Aim of the exercise »
Render every line of the material below as a Markdown table with the columns Row and Line, numbering the rows and skipping blank lines. Leave the pictures out of your table.

Provided information »
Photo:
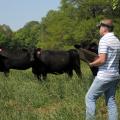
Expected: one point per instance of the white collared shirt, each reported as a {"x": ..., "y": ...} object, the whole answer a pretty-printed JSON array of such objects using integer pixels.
[{"x": 110, "y": 45}]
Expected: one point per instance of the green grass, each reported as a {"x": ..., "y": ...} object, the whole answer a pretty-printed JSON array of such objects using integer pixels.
[{"x": 23, "y": 97}]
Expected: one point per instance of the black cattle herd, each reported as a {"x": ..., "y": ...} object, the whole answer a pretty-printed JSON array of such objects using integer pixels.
[{"x": 43, "y": 61}]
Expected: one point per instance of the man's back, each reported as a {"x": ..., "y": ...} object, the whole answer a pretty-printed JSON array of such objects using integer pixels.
[{"x": 110, "y": 45}]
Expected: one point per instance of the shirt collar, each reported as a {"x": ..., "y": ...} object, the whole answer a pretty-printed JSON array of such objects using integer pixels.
[{"x": 109, "y": 34}]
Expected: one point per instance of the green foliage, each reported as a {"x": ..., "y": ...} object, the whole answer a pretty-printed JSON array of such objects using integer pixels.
[{"x": 22, "y": 97}]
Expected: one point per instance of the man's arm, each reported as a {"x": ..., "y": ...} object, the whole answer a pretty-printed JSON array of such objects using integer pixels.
[{"x": 100, "y": 60}]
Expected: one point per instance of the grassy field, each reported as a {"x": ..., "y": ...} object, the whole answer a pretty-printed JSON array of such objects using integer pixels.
[{"x": 23, "y": 97}]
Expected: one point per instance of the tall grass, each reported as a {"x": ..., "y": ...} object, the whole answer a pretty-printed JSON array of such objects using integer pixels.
[{"x": 23, "y": 97}]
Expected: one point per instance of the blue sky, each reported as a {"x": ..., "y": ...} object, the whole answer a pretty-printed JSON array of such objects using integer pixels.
[{"x": 16, "y": 13}]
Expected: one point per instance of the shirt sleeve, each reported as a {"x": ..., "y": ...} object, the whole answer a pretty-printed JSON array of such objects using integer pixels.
[{"x": 103, "y": 47}]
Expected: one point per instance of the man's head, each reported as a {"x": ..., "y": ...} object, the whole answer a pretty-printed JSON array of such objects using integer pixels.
[{"x": 105, "y": 26}]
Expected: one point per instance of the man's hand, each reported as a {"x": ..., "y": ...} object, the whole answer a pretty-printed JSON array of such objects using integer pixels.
[{"x": 101, "y": 59}]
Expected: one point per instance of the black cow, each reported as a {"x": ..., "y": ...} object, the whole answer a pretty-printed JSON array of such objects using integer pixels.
[
  {"x": 18, "y": 59},
  {"x": 56, "y": 62}
]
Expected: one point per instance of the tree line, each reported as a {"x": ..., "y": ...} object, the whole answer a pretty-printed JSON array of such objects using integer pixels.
[{"x": 74, "y": 22}]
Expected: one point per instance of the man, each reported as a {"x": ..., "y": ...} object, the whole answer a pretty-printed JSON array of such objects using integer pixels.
[{"x": 108, "y": 73}]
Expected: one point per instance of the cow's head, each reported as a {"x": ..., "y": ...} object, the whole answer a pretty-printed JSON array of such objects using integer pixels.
[{"x": 37, "y": 53}]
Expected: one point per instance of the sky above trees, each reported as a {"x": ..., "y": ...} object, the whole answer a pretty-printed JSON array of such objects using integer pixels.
[{"x": 16, "y": 13}]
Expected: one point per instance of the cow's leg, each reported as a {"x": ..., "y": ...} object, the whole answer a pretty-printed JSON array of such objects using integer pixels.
[
  {"x": 70, "y": 73},
  {"x": 44, "y": 76},
  {"x": 78, "y": 71},
  {"x": 6, "y": 73}
]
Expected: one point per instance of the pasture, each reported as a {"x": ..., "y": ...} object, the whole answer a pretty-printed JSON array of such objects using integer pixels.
[{"x": 23, "y": 97}]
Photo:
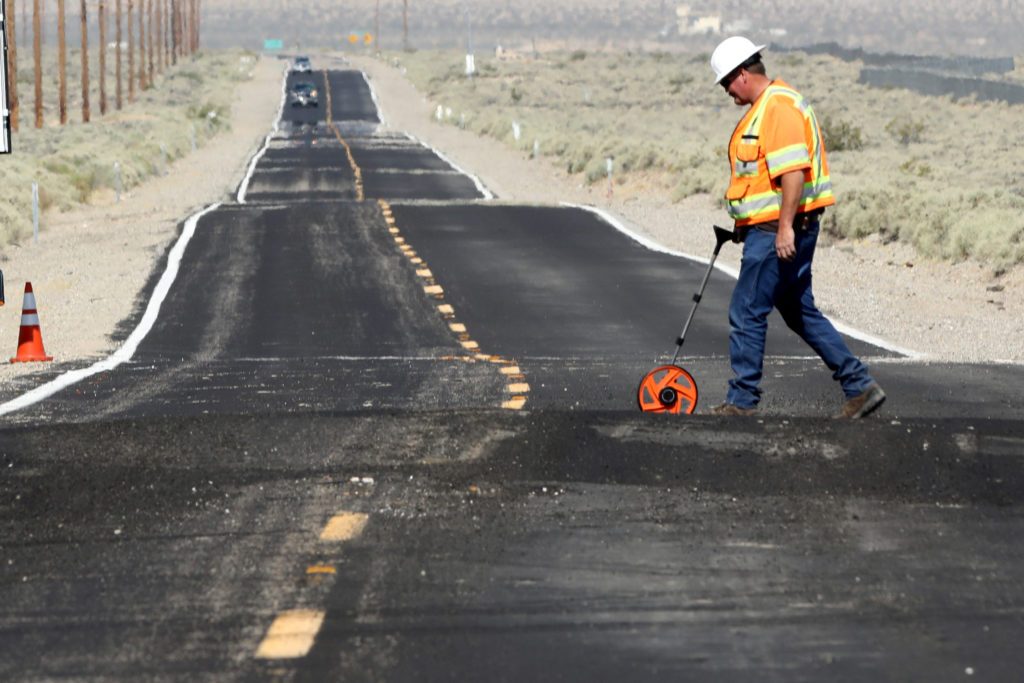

Exercise solution »
| Row | Line |
|---|---|
| 1 | Photo: |
| 2 | Expected: one point per instance of the white collared shirt, each reported as a {"x": ..., "y": ...} object, the whole answer a pretty-printed JSON array of such objects using integer pixels. |
| 3 | [{"x": 110, "y": 45}] |
| 4 | Expected: one point per instance of the green grass, each reported as a {"x": ..., "y": ...} object, the whole answer a pretty-printed JSON array of such objects using integer pixels. |
| 5 | [{"x": 23, "y": 97}] |
| 6 | Expected: one point per instance of the black cattle herd, each reported as a {"x": ..., "y": ...} object, the whole answer a pretty-printed JSON array of such objects using integer pixels. |
| 7 | [{"x": 43, "y": 61}] |
| 8 | Expected: one point per instance of the man's back, each reported as a {"x": ..., "y": ...} object, the whole answer a pretty-printed JSON array of such objects using integer pixels. |
| 9 | [{"x": 110, "y": 45}] |
| 10 | Expected: one point per instance of the shirt collar, each reported as a {"x": ..., "y": ...} object, the whole answer a pretty-printed JSON array of such objects using integer pixels. |
| 11 | [{"x": 109, "y": 34}] |
| 12 | Expected: one point per instance of the green foliage, each reported as a {"x": ..., "y": ...} object, the whole answer a pretty-printed JSON array of such objects using integer pixels. |
| 13 | [{"x": 22, "y": 97}] |
| 14 | Expected: one point per instance of the man's arm, each reported as a {"x": ..., "y": ...} object, the whole answer a pretty-printed JSON array of such objects using integer pixels. |
| 15 | [{"x": 100, "y": 60}] |
| 16 | Expected: one point per instance of the grassy field, each reported as a {"x": ..., "y": ...} object, the whole answer a pretty-printed JSON array of such objects using integer pixels. |
| 17 | [{"x": 23, "y": 97}] |
| 18 | Expected: one point per instance of the tall grass, each reported as a {"x": ..., "y": ...} object, the whole answer a pretty-printed JSON array of such objects using integer pixels. |
| 19 | [{"x": 23, "y": 97}] |
| 20 | Expected: one point per instance of the blue sky, each reported as a {"x": ..., "y": ...} object, the whole answer a pretty-printed JSON array of such objects using integer pixels. |
| 21 | [{"x": 16, "y": 13}] |
| 22 | Expected: one point per instance of the shirt sleeve, each reported as a {"x": ..., "y": ...} object, the whole answer a pretty-printed JSON array of such objects using integer pixels. |
| 23 | [{"x": 103, "y": 47}] |
| 24 | Expected: one point per instance of the man's head, each reported as a {"x": ..., "y": ...} object, the whole answer a pretty-printed JSON array of such objects using integer pixels. |
| 25 | [{"x": 105, "y": 26}] |
| 26 | Expected: one point per instance of the man's hand, each reported as a {"x": ..., "y": ...} object, the whole answer a pretty-printed JSON array of such objects using integer pixels. |
| 27 | [{"x": 101, "y": 59}] |
| 28 | Expected: one point per instance of the black cow, each reported as a {"x": ..., "y": ...} object, the whole answer a pretty-printed JSON array of such objects using integer pixels. |
| 29 | [ |
| 30 |   {"x": 18, "y": 59}, |
| 31 |   {"x": 56, "y": 62} |
| 32 | ] |
| 33 | Expected: one point per instance of the tree line, each reported as a {"x": ..., "y": ...} object, the whole answer a pretty-printed JSON array of such objects using integer pixels. |
| 34 | [{"x": 74, "y": 22}] |
| 35 | Expected: one point per instance of the man, each reported as a {"x": ..., "y": ...} object, the whole answer a pretty-printed JSON array of such objects using integer pixels. |
| 36 | [{"x": 108, "y": 73}] |
| 37 | Expected: one point per instance of the cow's head, each reported as a {"x": ..., "y": ...} object, the whole answer a pretty-printed JSON array of such objects using integer pixels. |
| 38 | [{"x": 37, "y": 53}] |
| 39 | Expected: one point per instance of the sky above trees, each reported as a {"x": ..., "y": ...} object, the whole answer a pretty-printed JSON array of such objects using integer pixels. |
| 40 | [{"x": 16, "y": 13}] |
| 41 | Expected: one point per instance of the cow's leg, each reported as a {"x": ..., "y": ...} object, the whole answer a pretty-printed JSON array of such objects using integer pixels. |
| 42 | [ |
| 43 |   {"x": 70, "y": 73}, |
| 44 |   {"x": 44, "y": 76}, |
| 45 |   {"x": 78, "y": 71}, |
| 46 |   {"x": 6, "y": 73} |
| 47 | ] |
| 48 | Expected: one point per instance of the pasture, each reported as a {"x": ..., "y": ...} object, the whole answer a pretty-printed JSON array of such objects using integer pixels. |
| 49 | [{"x": 23, "y": 97}] |
| 50 | Photo: |